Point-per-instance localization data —
▼

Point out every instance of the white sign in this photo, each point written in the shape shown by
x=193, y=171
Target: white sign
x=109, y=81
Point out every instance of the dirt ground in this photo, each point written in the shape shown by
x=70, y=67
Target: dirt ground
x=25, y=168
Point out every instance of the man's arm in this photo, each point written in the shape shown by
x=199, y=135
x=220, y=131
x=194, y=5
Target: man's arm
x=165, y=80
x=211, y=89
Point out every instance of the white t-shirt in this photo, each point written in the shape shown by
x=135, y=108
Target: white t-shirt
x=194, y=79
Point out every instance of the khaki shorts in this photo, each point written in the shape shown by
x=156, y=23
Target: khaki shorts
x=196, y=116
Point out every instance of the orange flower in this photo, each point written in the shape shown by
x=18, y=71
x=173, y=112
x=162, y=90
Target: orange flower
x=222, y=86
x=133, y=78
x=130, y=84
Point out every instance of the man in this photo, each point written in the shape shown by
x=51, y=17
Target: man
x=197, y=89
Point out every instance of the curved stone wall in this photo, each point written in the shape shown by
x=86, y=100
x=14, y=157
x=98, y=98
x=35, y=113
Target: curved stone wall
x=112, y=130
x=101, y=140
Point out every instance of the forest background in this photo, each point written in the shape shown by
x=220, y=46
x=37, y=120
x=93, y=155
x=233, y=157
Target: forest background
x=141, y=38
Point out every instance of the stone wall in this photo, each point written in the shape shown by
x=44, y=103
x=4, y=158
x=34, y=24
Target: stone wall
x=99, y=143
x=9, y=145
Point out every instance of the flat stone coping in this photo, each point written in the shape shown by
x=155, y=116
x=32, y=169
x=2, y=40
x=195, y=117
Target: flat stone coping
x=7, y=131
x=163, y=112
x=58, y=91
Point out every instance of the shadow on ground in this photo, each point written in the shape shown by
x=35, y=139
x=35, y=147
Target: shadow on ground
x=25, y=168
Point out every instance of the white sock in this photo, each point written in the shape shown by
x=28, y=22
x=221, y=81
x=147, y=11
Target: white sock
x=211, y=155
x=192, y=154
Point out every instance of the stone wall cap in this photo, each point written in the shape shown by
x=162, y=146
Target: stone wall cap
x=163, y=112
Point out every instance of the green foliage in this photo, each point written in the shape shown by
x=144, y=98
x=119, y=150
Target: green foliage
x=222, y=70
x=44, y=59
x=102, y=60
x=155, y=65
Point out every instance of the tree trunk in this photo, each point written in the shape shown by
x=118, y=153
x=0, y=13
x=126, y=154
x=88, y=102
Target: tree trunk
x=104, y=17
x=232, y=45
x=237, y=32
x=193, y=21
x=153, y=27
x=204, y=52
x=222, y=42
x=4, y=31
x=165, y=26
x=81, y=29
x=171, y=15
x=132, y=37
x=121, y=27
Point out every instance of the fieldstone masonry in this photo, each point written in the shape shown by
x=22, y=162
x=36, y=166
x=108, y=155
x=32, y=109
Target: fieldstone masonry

▲

EXERCISE GOAL — Return the entries exactly through the "x=156, y=23" line.

OUTPUT OF THE TASK —
Point out every instance of the white sign in this photo, each point written in the shape shown by
x=193, y=171
Target: white sign
x=109, y=81
Point out every instance of the dirt ground in this photo, each point written in the shape shown by
x=70, y=67
Target: dirt ground
x=25, y=168
Point out every instance of the man's arm in this photo, each point written in the shape shown by
x=199, y=135
x=220, y=131
x=194, y=5
Target: man's arm
x=165, y=80
x=211, y=89
Point out every instance of the white t-shirt in this photo, each point written in the shape shown by
x=135, y=108
Target: white t-shirt
x=194, y=79
Point out every instance of the khaki shorts in this photo, each point written in the shape shown by
x=156, y=23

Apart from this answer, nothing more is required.